**Text section**
—————
Holger took it back to Cologne to edit it quite radically and it was mixed by Mark Lusardi, a very good engineer. It became the first track of an EP we did called ‘How Much Are They?’; it went so well that they flew me over to Germany and we recorded stuff like ‘Trench Warfare’ and other stuff. That’s when I met Jaki for the first time, he’s probably the most special person I’ve ever met… as a musician he’s a master player.

Had you been a CAN fan?

Yeah, a bit! I liked the groove stuff, I wasn’t mad on everything but it was stuff the stuff where Jaki got his thing going on those earlier albums that I liked.

How did you find playing along to drum machines?

I like drum machines, they’re in time and it meant you could play over and over and over. I’d been in squats and when PiL started, it was terrible the way the money was sorted out, but I was able to get a Wasp synthesizer, a little analogue Roland rhythm box, a Godwin String Concert keyboard, a WEM Copicat and then later a TASCAM multi-track cassette portastudio. So I was very idiosyncratic and quite obsessive. so I would sit there for hours with a drum machine going. It was fantastic because that really helps your timing, you become machine-like yourself really.

Holger Czukay was quite unique in that he was a bass player who was not really interested in playing bass anymore, but was becoming more of a sound painter, is that how you saw it?

Yes, I did. He was a producer… there had been clashes in CAN over the direction of the band but Holger was the guy who would be the architect and would get busy with the razor blade, editing after they’d recorded. So that’s how it was, he really liked my playing and thought it was fantastic, saying “I couldn’t do what you do!” and I was like “REALLY?”
—————
**Data supplied**

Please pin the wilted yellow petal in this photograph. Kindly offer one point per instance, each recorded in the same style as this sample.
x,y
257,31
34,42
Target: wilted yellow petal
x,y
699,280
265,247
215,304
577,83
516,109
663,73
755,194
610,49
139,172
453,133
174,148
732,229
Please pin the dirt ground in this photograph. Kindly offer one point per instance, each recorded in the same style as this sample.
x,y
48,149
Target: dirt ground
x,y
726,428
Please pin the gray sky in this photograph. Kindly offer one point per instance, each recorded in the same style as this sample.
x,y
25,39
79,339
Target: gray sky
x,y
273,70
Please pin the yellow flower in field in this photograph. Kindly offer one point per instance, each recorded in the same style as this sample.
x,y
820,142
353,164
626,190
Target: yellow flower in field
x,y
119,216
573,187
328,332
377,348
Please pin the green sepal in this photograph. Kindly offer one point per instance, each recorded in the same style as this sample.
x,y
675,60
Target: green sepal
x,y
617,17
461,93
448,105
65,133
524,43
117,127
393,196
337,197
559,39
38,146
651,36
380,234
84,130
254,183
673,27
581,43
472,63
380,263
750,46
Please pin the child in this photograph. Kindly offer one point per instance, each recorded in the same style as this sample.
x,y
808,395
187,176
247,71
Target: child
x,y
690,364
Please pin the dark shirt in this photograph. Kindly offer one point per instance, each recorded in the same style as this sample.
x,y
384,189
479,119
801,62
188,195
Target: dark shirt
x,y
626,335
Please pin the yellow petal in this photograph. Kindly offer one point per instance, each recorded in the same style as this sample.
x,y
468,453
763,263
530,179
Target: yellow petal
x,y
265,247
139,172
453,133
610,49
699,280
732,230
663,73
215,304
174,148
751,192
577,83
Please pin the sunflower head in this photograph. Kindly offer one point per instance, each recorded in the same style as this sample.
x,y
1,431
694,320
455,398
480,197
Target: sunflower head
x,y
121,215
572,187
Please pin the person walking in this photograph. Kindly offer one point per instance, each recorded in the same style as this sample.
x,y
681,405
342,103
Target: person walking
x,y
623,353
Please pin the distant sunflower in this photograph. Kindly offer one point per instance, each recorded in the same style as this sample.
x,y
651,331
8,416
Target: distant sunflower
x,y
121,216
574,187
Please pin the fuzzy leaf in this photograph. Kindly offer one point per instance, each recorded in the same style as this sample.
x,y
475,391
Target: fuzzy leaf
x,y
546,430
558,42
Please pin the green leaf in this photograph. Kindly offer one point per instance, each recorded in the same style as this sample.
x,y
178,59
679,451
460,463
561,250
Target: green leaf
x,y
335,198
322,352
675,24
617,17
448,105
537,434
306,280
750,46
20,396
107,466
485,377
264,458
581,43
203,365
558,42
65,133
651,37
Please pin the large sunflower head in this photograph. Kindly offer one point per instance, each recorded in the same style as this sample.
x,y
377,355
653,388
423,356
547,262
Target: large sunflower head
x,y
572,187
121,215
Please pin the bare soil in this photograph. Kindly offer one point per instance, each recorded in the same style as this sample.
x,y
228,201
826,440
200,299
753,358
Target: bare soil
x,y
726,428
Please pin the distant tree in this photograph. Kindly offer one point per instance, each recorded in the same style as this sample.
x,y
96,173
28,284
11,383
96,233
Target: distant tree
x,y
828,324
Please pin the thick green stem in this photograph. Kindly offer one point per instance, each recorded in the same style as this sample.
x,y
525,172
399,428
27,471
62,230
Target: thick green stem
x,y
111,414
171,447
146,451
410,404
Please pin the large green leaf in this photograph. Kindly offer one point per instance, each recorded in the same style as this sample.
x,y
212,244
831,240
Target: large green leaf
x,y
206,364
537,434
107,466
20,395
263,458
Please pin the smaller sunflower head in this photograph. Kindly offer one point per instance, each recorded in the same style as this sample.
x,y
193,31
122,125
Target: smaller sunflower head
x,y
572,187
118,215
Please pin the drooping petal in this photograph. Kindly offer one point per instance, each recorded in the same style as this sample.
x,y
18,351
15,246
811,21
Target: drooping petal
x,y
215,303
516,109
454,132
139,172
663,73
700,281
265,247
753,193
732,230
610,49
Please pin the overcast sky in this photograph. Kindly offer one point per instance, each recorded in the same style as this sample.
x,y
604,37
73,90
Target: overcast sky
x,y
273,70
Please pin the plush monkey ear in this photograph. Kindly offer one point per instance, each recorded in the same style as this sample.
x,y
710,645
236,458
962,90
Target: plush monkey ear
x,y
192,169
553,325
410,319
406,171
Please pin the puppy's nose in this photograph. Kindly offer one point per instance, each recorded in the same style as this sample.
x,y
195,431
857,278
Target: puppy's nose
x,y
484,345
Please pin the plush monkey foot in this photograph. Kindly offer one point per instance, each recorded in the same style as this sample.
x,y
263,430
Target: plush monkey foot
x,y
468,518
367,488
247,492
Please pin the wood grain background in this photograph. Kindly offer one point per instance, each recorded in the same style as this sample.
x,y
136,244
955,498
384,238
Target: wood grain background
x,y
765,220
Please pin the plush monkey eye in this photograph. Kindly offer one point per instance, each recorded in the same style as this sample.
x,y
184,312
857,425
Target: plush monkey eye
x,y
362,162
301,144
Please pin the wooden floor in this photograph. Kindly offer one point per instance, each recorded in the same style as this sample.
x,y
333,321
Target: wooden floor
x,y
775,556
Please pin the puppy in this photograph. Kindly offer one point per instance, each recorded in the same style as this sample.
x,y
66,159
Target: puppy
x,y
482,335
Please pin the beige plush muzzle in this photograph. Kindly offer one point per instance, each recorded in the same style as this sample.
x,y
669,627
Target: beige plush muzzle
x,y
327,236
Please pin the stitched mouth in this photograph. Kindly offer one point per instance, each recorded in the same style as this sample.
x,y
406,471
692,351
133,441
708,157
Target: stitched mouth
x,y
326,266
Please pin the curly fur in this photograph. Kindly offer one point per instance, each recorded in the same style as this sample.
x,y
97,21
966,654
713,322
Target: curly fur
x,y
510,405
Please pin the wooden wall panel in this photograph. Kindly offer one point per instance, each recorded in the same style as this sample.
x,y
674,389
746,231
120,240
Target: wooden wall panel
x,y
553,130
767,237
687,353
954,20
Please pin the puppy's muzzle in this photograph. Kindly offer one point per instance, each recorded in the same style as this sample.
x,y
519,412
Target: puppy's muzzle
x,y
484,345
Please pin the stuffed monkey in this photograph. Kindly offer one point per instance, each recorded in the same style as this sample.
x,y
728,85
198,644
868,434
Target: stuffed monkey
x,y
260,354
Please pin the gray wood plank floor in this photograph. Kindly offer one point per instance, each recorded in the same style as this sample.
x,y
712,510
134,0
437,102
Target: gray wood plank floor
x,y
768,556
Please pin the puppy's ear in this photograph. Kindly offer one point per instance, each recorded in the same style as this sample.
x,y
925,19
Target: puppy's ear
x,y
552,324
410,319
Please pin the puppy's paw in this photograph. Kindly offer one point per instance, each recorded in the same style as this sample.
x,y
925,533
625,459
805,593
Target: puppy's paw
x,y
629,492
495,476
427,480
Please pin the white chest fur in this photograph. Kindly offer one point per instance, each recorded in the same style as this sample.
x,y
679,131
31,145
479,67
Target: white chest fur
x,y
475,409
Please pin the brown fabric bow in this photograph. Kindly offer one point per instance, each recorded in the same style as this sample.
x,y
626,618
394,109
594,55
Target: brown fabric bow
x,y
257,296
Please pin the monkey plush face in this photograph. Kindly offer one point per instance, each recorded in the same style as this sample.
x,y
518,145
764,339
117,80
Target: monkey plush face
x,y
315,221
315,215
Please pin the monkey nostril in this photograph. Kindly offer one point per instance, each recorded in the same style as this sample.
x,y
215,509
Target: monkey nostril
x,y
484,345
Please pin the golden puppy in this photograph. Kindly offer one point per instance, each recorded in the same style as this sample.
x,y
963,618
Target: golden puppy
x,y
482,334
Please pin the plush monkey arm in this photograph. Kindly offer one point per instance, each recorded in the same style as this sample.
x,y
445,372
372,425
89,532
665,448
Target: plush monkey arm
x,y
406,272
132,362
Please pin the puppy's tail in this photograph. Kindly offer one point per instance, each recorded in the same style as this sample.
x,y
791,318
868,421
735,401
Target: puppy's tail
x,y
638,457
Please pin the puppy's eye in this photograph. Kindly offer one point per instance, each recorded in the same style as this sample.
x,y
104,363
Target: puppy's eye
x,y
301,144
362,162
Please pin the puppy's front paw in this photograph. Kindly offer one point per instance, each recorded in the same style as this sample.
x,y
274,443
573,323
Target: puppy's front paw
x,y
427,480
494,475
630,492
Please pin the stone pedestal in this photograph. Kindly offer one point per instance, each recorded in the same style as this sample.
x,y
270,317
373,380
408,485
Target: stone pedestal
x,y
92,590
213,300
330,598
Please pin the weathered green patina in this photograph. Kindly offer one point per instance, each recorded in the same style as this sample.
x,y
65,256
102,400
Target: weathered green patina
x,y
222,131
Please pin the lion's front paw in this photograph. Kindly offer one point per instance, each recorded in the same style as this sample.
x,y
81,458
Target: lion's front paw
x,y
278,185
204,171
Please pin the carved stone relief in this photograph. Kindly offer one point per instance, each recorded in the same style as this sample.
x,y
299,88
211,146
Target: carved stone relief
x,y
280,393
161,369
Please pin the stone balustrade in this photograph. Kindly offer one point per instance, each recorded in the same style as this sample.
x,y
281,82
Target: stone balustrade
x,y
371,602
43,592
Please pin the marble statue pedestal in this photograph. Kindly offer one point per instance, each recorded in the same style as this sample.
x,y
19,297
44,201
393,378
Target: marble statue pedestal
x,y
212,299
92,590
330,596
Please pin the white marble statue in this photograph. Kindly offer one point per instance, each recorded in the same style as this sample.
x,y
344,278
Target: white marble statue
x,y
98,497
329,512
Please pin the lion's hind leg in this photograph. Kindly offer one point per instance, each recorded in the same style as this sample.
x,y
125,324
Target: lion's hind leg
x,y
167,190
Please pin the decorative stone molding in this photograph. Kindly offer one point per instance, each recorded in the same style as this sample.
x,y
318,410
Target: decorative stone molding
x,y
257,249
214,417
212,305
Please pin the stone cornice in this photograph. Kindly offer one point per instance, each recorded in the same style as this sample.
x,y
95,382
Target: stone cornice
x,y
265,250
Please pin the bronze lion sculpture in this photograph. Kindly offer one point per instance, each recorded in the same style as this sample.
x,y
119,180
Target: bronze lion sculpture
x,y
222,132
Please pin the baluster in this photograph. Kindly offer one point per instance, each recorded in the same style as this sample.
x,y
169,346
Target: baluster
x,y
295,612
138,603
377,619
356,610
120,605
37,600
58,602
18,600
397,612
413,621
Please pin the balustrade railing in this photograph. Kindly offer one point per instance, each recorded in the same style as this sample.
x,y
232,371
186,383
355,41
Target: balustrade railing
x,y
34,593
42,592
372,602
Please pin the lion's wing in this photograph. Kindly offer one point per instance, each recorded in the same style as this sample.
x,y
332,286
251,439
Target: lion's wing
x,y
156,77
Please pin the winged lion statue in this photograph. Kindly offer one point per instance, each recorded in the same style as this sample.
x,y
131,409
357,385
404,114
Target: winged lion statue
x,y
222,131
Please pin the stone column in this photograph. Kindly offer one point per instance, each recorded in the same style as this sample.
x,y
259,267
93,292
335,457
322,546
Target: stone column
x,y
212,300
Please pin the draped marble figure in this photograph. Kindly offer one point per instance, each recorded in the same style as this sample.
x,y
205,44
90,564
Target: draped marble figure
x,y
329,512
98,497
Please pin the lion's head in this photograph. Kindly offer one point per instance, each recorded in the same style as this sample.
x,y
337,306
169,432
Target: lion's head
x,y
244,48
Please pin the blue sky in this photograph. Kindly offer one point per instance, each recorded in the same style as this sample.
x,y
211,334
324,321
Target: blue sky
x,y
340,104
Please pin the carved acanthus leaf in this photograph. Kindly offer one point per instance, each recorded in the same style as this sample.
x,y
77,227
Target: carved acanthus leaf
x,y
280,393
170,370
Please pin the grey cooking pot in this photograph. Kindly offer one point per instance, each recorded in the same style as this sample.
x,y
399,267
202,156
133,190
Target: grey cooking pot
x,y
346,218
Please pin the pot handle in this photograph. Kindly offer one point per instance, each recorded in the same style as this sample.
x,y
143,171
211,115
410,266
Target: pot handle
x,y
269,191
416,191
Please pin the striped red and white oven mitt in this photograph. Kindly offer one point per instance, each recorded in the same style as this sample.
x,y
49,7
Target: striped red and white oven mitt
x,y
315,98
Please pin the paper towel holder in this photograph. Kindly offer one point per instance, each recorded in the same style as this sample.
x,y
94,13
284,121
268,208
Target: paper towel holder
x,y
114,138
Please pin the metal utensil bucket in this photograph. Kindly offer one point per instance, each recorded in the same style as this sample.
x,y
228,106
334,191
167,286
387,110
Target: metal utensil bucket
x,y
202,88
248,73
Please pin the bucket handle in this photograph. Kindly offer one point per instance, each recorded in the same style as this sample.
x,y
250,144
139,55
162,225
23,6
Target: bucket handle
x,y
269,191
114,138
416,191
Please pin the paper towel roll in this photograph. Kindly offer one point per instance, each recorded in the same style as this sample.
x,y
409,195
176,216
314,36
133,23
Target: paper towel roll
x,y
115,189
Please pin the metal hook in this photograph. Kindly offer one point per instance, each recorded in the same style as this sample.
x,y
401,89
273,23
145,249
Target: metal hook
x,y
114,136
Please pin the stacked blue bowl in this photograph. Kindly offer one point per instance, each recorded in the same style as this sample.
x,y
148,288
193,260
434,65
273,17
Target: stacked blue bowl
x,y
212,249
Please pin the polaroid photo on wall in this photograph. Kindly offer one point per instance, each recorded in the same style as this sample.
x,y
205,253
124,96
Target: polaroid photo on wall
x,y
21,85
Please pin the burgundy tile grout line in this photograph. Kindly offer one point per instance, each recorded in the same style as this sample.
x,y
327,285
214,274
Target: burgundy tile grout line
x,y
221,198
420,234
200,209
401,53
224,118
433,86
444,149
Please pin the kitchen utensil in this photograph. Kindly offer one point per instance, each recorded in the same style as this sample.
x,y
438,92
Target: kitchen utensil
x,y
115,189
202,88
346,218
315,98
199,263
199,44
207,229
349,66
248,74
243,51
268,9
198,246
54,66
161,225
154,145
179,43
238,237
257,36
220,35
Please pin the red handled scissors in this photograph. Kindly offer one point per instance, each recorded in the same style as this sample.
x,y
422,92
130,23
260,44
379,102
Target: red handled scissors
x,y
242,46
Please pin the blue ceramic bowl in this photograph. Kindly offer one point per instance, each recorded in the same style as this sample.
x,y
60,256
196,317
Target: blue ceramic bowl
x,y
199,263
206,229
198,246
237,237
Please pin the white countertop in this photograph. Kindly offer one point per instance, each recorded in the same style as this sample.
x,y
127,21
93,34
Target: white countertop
—————
**Instruction 1**
From the interview about Holger Czukay and CAN, list every piece of equipment the speaker says they managed to get.
**Instruction 2**
Shorten the paragraph of the Czukay interview that begins "I like drum machines," keeping its main facts.
**Instruction 3**
Carry the interview about Holger Czukay forward from its last sentence.

**Task response 1**
- Wasp synthesizer
- Little analogue Roland rhythm box
- Godwin String Concert keyboard
- WEM Copicat
- TASCAM multi-track cassette portastudio

**Task response 2**
The speaker likes drum machines because they keep time and allow playing over and over. After living in squats, and despite badly sorted money when PiL started, the speaker acquired a Wasp synthesizer, a small analogue Roland rhythm box, a Godwin String Concert keyboard, a WEM Copicat and later a TASCAM multi-track cassette portastudio. Idiosyncratic and obsessive, the speaker would play for hours with a drum machine running, which greatly helps timing and makes you almost machine-like yourself.

**Task response 3**
Jaki really liked it too and I was really surprised but delighted. Holger said “It’s like Miles Davis, you play one note and everyone knows it’s you”. It strange, I still don’t know why or how or what, but I do have my own sound, I know I have my own sound. Jaki had his own unique sound too…

Jaki was quite fascinating in that he could play fast, but it would be quite ambient…

He was so simpatico over the space he was playing in, and he could play fast but there was a totality to the sound. Some of that was down to the fact that they only used a pair of overhead mics, it sounded so good in the studio. They didn’t have a dividing wall between the control room and the recording room at Inner Space Studio in Cologne.

It was one space, an old cinema so everything sounded great there. I learnt a lot and developed that over the years, not trying too hard with mics so that you get a total sound with a certain spacious quality within the music, even when it’s uptempo.

The ‘How Much Are They?’ EP was dedicated to Ian Curtis?

That’s right, his death was a shocker, he was a special person and it seemed like a nice thing to do, it was such a shame for him to die so young…

On the ‘Snake Charmer’ EP, you worked with the-then emerging François Kervorkian who brought a Linn Drum Computer to the studio, that must have been a revelation?

Yeah, but I wasn’t mad on the Linn Drum sound with its big toms and rock kick thing. I always preferred those Roland drum machines, but the Linn was still really good, it was a revelation.

François was good to work with because he was from a dance background so he was really into making records dancey and tuned into the dancefloor.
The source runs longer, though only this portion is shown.